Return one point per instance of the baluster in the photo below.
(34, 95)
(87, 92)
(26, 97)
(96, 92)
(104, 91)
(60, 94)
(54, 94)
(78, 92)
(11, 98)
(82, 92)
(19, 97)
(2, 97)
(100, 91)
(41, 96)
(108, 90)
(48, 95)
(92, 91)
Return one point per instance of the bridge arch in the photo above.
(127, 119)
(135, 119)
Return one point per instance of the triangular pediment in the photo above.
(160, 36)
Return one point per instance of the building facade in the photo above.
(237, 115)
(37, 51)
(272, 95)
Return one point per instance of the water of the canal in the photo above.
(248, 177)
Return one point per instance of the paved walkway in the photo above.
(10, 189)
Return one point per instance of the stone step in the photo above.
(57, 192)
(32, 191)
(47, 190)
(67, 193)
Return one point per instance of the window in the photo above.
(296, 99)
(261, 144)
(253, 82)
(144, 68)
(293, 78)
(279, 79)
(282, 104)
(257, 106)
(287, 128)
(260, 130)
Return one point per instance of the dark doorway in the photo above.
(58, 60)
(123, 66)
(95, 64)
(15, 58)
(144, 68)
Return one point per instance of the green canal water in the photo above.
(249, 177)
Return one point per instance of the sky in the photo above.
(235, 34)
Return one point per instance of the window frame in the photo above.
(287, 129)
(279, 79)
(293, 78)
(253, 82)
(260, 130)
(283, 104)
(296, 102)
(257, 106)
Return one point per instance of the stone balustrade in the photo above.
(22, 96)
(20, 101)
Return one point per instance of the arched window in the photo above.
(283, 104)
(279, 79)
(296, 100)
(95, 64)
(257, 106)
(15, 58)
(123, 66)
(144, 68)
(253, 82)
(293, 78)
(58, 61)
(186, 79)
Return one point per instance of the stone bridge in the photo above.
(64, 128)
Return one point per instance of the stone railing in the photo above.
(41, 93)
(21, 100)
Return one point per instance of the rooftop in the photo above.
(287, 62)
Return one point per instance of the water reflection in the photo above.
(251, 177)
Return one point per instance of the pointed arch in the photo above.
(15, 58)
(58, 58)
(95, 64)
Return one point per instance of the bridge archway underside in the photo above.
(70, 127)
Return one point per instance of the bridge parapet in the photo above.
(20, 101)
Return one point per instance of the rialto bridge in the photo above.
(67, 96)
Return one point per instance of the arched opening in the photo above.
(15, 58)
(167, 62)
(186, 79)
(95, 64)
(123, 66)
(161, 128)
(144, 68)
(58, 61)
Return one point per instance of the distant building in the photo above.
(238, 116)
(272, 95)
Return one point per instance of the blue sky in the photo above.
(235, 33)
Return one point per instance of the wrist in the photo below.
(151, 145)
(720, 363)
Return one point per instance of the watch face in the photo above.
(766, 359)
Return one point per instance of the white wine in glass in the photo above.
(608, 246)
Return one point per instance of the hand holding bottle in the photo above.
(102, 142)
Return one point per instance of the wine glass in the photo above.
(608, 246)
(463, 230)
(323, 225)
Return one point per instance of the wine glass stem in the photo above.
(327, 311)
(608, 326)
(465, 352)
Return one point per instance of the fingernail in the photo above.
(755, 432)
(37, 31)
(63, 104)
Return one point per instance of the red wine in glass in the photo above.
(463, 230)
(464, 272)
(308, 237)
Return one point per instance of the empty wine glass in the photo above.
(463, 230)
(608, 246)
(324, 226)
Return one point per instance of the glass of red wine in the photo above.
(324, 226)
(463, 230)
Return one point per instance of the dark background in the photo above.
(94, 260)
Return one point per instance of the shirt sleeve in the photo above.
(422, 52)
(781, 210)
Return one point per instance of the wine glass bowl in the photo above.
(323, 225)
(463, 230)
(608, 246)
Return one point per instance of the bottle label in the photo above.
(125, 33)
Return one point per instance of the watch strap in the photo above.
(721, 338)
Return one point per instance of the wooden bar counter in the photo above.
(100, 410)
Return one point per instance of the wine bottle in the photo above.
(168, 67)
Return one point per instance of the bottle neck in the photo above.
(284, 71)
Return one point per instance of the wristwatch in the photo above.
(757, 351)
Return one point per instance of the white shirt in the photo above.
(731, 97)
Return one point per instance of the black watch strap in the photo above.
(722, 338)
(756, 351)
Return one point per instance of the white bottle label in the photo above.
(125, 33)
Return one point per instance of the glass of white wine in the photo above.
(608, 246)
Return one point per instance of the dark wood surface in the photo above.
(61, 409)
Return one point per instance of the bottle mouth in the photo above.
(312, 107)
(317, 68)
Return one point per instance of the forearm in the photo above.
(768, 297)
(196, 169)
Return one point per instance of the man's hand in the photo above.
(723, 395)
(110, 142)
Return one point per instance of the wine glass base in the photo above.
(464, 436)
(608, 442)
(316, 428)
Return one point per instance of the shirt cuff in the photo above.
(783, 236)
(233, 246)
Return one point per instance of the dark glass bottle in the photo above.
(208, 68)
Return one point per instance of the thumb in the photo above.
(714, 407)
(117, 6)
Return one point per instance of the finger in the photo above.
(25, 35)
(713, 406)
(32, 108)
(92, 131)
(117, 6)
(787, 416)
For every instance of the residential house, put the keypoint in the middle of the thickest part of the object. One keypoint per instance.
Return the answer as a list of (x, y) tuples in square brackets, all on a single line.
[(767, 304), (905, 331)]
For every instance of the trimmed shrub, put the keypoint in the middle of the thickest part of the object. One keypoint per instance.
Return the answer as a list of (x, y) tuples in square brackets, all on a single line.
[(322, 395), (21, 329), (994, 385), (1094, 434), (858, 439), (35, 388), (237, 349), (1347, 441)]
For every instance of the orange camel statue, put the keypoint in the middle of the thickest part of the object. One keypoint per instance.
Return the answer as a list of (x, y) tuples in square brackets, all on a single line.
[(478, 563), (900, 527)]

Assignment: Reproduce the data. Keep it exact.

Exercise response:
Return one point per instance of the baluster in the photo below.
(34, 95)
(87, 92)
(26, 97)
(96, 92)
(104, 91)
(60, 94)
(54, 94)
(78, 92)
(11, 98)
(82, 92)
(19, 97)
(2, 97)
(100, 91)
(41, 96)
(108, 90)
(48, 95)
(92, 91)
Return one point per instance of the bridge arch in the photo above.
(127, 119)
(135, 119)
Return one point per instance of the triangular pediment in the photo above.
(160, 36)
Return one point per instance of the building facade in the photo above.
(237, 115)
(37, 51)
(272, 95)
Return one point per instance of the water of the canal in the photo above.
(248, 177)
Return one point per instance of the paved walkway in the photo above.
(10, 189)
Return one point per instance of the stone step in the photo above.
(57, 192)
(32, 191)
(47, 190)
(67, 193)
Return one point per instance of the window in the photo above.
(296, 99)
(261, 144)
(253, 82)
(144, 68)
(293, 78)
(279, 79)
(282, 104)
(257, 106)
(287, 128)
(260, 130)
Return one point per instance of the dark doorway in the photo above.
(58, 60)
(123, 66)
(95, 64)
(15, 58)
(144, 68)
Return one point per instance of the green canal water in the photo above.
(249, 177)
Return one point per instance of the sky in the photo above.
(235, 34)
Return one point per instance of the window frame in the photo above.
(287, 129)
(279, 79)
(293, 78)
(253, 82)
(260, 130)
(283, 104)
(296, 102)
(257, 106)
Return one point per instance of the stone balustrade in the photo above.
(22, 96)
(20, 101)
Return one point per instance of the arched window in the photo above.
(283, 104)
(279, 79)
(296, 100)
(95, 64)
(257, 106)
(15, 58)
(123, 66)
(144, 68)
(253, 82)
(293, 78)
(58, 61)
(186, 79)
Return one point per instance of the stone bridge in the photo above.
(64, 128)
Return one point per instance of the stone railing in the photo above.
(41, 93)
(21, 100)
Return one point per instance of the rooftop in the photo above.
(287, 62)
Return one point per instance of the water reflection in the photo above.
(251, 177)
Return one point per instance of the pointed arch in the photo above.
(15, 58)
(58, 58)
(95, 64)
Return one point per instance of the bridge archway underside in the photo above.
(70, 127)
Return one point per instance of the bridge parapet in the photo above.
(20, 101)
Return one point per instance of the rialto bridge in the photo above.
(67, 96)
Return one point per instance of the arched opening in the photo above.
(15, 58)
(167, 62)
(186, 79)
(95, 64)
(123, 66)
(161, 128)
(144, 68)
(58, 61)
Return one point per instance of the distant building in the photo above.
(238, 116)
(272, 95)
Return one point per instance of the blue sky in the photo above.
(235, 33)
Return one point per instance of the wrist in the photo below.
(151, 145)
(720, 363)
Return one point per instance of the watch face in the photo above.
(766, 359)
Return one point per instance of the white wine in glass in the photo above.
(608, 246)
Return one point per instance of the hand holding bottle in the photo above.
(102, 142)
Return one point per instance of the wine glass in the photo above.
(608, 246)
(463, 230)
(323, 225)
Return one point per instance of the wine glass stem in the photo above.
(327, 311)
(608, 326)
(465, 352)
Return one point per instance of the fingernail in the photo above.
(755, 432)
(37, 31)
(63, 104)
Return one point per instance of the red wine in glass in the photo above.
(463, 230)
(464, 272)
(308, 237)
Return one point per instance of the empty wine glass in the photo above.
(463, 230)
(608, 246)
(324, 226)
Return one point per instance of the glass of red wine in the photo above.
(324, 226)
(463, 230)
Return one point per instance of the dark background in the photo above.
(94, 260)
Return one point per instance of the shirt sleeve in the photo above.
(422, 52)
(781, 210)
Return one point per instance of the wine glass bowl in the photo above.
(323, 225)
(463, 230)
(608, 246)
Return one point per instance of the bottle label in the photo above.
(125, 33)
Return one point per instance of the watch strap in the photo above.
(721, 338)
Return one point per instance of the wooden bar counter in the photo above.
(100, 410)
Return one point per instance of the wine bottle in the photo above.
(168, 67)
Return one point per instance of the bottle neck in the photo above.
(284, 71)
Return one point per instance of the wristwatch in the photo above.
(757, 351)
Return one point per instance of the white shirt in the photo above.
(731, 97)
Return one point per instance of the black watch strap in the photo above.
(722, 338)
(756, 351)
Return one point per instance of the white bottle label in the photo above.
(125, 33)
Return one point per instance of the glass of white wine in the photo above.
(608, 246)
Return one point per instance of the dark wood surface in the photo above.
(61, 409)
Return one point per instance of the bottle mouth in the photo above.
(312, 107)
(317, 68)
Return one point per instance of the forearm in the photo above.
(768, 297)
(196, 169)
Return one point per instance of the man's hand in the photo above.
(723, 395)
(110, 142)
Return one point per instance of the wine glass base in the photo above.
(464, 436)
(608, 442)
(316, 428)
Return one point per instance of the shirt cuff in the photo above.
(783, 236)
(233, 246)
Return one point per instance of the dark glass bottle in the photo above.
(208, 68)
Return one point per instance of the thumb in the photo above.
(714, 407)
(117, 6)
Return one point per instance of the finger in the photo above.
(25, 35)
(713, 406)
(32, 108)
(92, 131)
(117, 6)
(787, 416)
For every instance of the residential house, put the keypoint in the middle of the thickest part of the object. One keypoint per instance.
Return the answer as a list of (x, y) tuples in square brackets, all on a single line.
[(767, 304), (905, 331)]
For every instance of the trimmed shrub, put the keypoint in the middle of the thickest part of the object. One keypoint per instance.
Return the answer as a list of (x, y) tuples in square brackets, all on a single line.
[(322, 395), (21, 329), (994, 385), (1094, 434), (858, 439), (35, 388), (237, 349), (1347, 441)]
For every instance of the orange camel statue, put the keypoint in the middle of the thickest part of the object. One keypoint per instance.
Return the answer as a list of (x, y) tuples in square brackets, all on a single line.
[(478, 563), (900, 527)]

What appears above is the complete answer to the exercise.